### DATA EXTRACT

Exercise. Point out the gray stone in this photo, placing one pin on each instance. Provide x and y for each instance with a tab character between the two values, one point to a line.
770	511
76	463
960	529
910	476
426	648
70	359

######

PROBLEM DETAILS: Reproduce every line of the items above, the request included, and add 69 to each x and y coordinate in the answers.

EXERCISE RESPONSE:
Exercise. Point out the gray stone in this photo, placing one pin on each instance. Provide x and y for each instance with a tab character between the two values, one point to a line.
839	580
145	532
1029	598
979	545
495	717
139	428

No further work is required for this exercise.